Können Sie aus dem Text über Bürgerbegehren den Teil, der mit den Worten „In mittlerweile 5.929“ beginnt und mit „eine Sachfrage abgestimmt.“ schließt, wortgetreu niederschreiben?

───── TEXTAUSZUG ─────

Bürgerbegehren zu Energiethemen: Sankt-Florians-Prinzip bleibt die Ausnahme

Bürgerbegehrensbericht 2012 vorgestellt: Knapp 6.000 Verfahren auf Gemeindeebene

In mittlerweile 5.929 Fällen hat die direkte Demokratie die Politik in Deutschlands Gemeinden beeinflusst:
5.027 Bürgerbegehren wurden durch Initiativen aus der Bevölkerung angestoßen, in 810 Fällen initiierte der Gemeinderat sogenannte Ratsreferenden,
in 2.806 Bürgerentscheiden wurde über eine Sachfrage abgestimmt.

Das ergibt der Bürgerbegehrensbericht 2012, den der Verein Mehr Demokratie gemeinsam mit Forschungsstellen zur Bürgerbeteiligung an den Universitäten Wuppertal und Marburg erstellt hat.
Bürgerbegehren und -entscheide werden demnach intensiv genutzt. In den vergangenen Jahren hat sich die Zahl der Bürgerbegehren bei etwa 300 pro Jahr eingependelt.
„Die direkte Demokratie in den Kommunen wird immer selbstverständlicher und belebt die Kommunalpolitik“, sagt Ralf-Uwe Beck, Vorstandssprecher des Vereins Mehr Demokratie.

„Insgesamt sind rund 40 Prozent aller Verfahren erfolgreich im Sinne der Initiatoren – es lohnt sich also, sich mit direkter Demokratie einzumischen“, erklärt Beck.
27 Prozent aller von unten initiierten Begehren werden allerdings für unzulässig erklärt. Vielen Bürgerbegehren werden hohe Unterschriften- und Abstimmungshürden oder Themenausschlüsse zum Verhängnis.
„Wenn Bürgerbegehren scheitern, bedeutet das nicht zwangsläufig, dass die Bevölkerung kein Interesse hatte. Schon ein fehlerhafter Kostendeckungsvorschlag oder eine ungeschickte Formulierung können in manchen Ländern das Aus für eine Initiative bedeuten.“

„Schafft es ein Bürgerbegehren bis zur Abstimmung, so sind Zustimmungshürden von bis zu 30 Prozent der Wahlberechtigten zu überwinden“, erläutert Beck.
Mehr als 13 Prozent aller Bürgerentscheide scheitern daher unecht:
Eine Mehrheit stimmt dafür, die Abstimmung ist aber dennoch ungültig.

───── BEREITGESTELLTES MATERIAL ─────

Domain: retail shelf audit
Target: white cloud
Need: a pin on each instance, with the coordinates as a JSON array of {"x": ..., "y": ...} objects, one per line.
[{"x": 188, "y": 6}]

─────

__LÖSUNG__.
In mittlerweile 5.929 Fällen hat die direkte Demokratie die Politik in Deutschlands Gemeinden beeinflusst:
5.027 Bürgerbegehren wurden durch Initiativen aus der Bevölkerung angestoßen, in 810 Fällen initiierte der Gemeinderat sogenannte Ratsreferenden,
in 2.806 Bürgerentscheiden wurde über eine Sachfrage abgestimmt.